> WORK ITEM: Word for word, restate the lines that run from the line containing "Query: forearm" to the last line of the records below.

Records from a data source
• • • • • • •

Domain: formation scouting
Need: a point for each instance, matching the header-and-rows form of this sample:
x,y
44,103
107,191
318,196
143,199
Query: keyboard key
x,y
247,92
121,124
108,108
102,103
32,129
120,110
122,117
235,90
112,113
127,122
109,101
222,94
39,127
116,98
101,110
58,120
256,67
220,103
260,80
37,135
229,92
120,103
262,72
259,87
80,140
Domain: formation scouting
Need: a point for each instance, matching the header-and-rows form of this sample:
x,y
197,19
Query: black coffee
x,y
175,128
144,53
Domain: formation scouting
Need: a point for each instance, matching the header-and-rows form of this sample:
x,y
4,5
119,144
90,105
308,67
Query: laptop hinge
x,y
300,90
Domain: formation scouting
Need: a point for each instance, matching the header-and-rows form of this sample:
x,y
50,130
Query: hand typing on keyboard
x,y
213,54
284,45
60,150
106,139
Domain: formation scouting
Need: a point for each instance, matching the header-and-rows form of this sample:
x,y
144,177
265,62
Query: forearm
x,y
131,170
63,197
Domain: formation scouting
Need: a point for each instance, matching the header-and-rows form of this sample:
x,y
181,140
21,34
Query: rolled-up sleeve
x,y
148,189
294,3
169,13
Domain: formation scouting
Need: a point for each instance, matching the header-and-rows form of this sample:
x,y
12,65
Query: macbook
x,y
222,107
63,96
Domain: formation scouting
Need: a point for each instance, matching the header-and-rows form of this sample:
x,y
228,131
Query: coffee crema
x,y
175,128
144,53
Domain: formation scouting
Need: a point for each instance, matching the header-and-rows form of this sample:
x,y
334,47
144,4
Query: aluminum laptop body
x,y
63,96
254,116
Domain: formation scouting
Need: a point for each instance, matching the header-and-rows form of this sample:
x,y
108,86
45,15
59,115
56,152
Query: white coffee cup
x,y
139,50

• • • • • • •

> ANSWER SECTION:
Query: forearm
x,y
131,170
63,197
Domain: formation scouting
Need: a point for each instance, matching the header-and-rows form of this sample:
x,y
181,140
21,34
Query: rolled-up sleeve
x,y
148,189
294,3
169,13
Domain: formation scouting
Need: a point for each instance, matching the header-and-rows form of this sample:
x,y
12,65
Query: macbook
x,y
222,107
63,96
Domain: formation scouting
Need: a point for each instance, matching the header-and-rows form of this sample:
x,y
228,131
Query: coffee crema
x,y
175,128
144,53
Domain: formation scouting
Need: a point for each instance, matching the header-and-rows form of this sample:
x,y
334,47
144,4
Query: aluminum laptop body
x,y
63,96
254,116
Domain: formation scouting
Need: a point for each instance, matching the header-and-rows form of this sample:
x,y
108,86
45,15
59,115
56,152
Query: white coffee cup
x,y
139,50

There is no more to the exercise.